### Complete o seguinte
**1)** Transcreva palavra por palavra o trecho fornecido, começando em "O nome do rapaz" e seguindo até "garantia da aprendizagem.".
**2)** No trecho fornecido, o que significa literalmente a palavra grega "maiêutica"?

### Trecho fornecido
· · ·
Ensinar a Aprender - reflexões de Eugenio Mussak

Ensinar a Aprender segundo Eugenio Mussak

Aquele rapaz era dotado de uma perspicácia acima da média dos jovens de sua idade. Certo dia virou-se para sua mãe, que tinha a profissão de parteira, e disse: “Mãe, sabe o que eu percebi? Que não é você que faz o parto. Você apenas dá uma mãozinha, ajuda, facilita, mas quem dá à luz a criança é a própria natureza”. Não sabemos qual foi a reação da mãe, ao ser confrontada com tal realidade – afinal, ela sempre considerou que, sem ela, o parto não aconteceria –, e nem sequer sabemos se foi exatamente assim que o fato se deu. Mas não importa; a história faz todo sentido, especialmente para os educadores.

O nome do rapaz era Sócrates, o primeiro dos grandes educadores, que, fazendo analogia entre um nascimento e o aprendizado, cunhou a idéia da maiêutica, que, em grego, significa literalmente “a arte de dar à luz”. Segundo ele, a função do professor equivale à de um parteiro – facilitar o processo da aprendizagem. O conhecimento nasce por conta própria quando chega o momento. O aluno constrói o conhecimento em sua cabeça a partir das informações que o professor lhe disponibiliza, confrontando tais saberes com sua realidade pessoal. Quanto maior a aproximação entre o novo saber e a vida do aprendiz, maior a garantia da aprendizagem.
· · ·
### Linhas fornecidas
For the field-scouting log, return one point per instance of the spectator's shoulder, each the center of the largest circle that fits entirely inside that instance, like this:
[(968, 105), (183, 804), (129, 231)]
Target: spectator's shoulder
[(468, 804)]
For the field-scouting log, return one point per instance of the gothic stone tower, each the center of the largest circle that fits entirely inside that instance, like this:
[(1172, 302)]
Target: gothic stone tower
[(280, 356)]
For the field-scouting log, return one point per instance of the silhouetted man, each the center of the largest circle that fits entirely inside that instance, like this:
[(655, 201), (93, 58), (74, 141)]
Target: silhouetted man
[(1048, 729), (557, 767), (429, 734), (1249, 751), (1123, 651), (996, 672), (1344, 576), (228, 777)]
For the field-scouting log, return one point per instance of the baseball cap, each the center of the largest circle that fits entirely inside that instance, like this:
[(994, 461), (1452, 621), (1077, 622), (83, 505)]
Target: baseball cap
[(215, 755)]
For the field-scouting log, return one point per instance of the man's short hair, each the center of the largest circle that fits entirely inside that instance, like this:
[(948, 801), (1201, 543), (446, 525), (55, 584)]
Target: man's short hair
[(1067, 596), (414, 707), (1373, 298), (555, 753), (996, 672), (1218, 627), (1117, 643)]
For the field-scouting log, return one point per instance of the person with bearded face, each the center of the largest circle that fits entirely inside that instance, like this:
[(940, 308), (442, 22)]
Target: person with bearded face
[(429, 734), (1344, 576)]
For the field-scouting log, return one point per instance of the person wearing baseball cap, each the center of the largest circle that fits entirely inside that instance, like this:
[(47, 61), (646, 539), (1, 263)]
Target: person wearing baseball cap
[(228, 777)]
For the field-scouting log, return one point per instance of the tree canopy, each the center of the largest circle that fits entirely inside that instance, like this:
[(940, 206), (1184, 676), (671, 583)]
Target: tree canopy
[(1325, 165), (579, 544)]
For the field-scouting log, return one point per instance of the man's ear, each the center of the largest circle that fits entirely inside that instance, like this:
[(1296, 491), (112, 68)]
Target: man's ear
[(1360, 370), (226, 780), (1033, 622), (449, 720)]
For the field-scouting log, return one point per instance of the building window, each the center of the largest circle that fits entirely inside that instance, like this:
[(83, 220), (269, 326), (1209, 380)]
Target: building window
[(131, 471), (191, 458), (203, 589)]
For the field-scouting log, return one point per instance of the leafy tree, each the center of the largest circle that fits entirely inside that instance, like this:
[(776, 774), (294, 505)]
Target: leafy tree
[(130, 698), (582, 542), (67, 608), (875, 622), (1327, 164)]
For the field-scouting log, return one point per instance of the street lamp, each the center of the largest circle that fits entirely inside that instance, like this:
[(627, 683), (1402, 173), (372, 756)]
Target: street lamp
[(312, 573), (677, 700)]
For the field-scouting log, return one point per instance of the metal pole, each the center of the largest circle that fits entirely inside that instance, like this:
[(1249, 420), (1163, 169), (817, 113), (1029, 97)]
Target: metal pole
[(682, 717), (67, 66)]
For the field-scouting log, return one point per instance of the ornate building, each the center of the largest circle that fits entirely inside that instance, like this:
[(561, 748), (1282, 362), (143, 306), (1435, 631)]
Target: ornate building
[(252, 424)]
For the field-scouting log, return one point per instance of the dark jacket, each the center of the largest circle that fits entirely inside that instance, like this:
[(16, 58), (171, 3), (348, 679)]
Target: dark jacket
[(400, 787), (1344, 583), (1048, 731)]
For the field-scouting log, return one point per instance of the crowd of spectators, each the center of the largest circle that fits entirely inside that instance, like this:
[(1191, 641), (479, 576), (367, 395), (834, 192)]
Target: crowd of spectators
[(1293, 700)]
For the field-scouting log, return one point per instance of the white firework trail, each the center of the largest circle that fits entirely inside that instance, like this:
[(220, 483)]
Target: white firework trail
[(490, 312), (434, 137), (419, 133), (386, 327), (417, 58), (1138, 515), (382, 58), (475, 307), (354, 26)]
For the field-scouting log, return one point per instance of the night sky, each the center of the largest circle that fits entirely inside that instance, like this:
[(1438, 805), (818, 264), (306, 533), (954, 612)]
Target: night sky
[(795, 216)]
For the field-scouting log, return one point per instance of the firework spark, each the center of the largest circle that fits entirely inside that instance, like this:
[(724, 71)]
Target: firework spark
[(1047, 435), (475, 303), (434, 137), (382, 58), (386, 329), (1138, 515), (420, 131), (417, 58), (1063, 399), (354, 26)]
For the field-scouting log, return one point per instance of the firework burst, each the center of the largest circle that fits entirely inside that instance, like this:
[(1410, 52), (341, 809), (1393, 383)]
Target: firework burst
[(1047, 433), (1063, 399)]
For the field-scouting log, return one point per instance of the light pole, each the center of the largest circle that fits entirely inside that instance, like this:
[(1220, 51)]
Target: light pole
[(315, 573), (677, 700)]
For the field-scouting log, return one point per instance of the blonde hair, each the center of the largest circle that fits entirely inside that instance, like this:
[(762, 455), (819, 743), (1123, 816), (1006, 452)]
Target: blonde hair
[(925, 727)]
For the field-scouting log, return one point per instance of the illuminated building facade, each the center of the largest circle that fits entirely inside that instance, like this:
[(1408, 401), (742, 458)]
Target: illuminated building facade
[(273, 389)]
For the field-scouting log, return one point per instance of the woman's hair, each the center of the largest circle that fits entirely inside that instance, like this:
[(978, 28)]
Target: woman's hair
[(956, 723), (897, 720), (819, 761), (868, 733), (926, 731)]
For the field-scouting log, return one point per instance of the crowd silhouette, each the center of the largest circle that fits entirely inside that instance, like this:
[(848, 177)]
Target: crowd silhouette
· · ·
### Resultados do exercício
**1)**
O nome do rapaz era Sócrates, o primeiro dos grandes educadores, que, fazendo analogia entre um nascimento e o aprendizado, cunhou a idéia da maiêutica, que, em grego, significa literalmente “a arte de dar à luz”. Segundo ele, a função do professor equivale à de um parteiro – facilitar o processo da aprendizagem. O conhecimento nasce por conta própria quando chega o momento. O aluno constrói o conhecimento em sua cabeça a partir das informações que o professor lhe disponibiliza, confrontando tais saberes com sua realidade pessoal. Quanto maior a aproximação entre o novo saber e a vida do aprendiz, maior a garantia da aprendizagem.

**2)** Significa "a arte de dar à luz".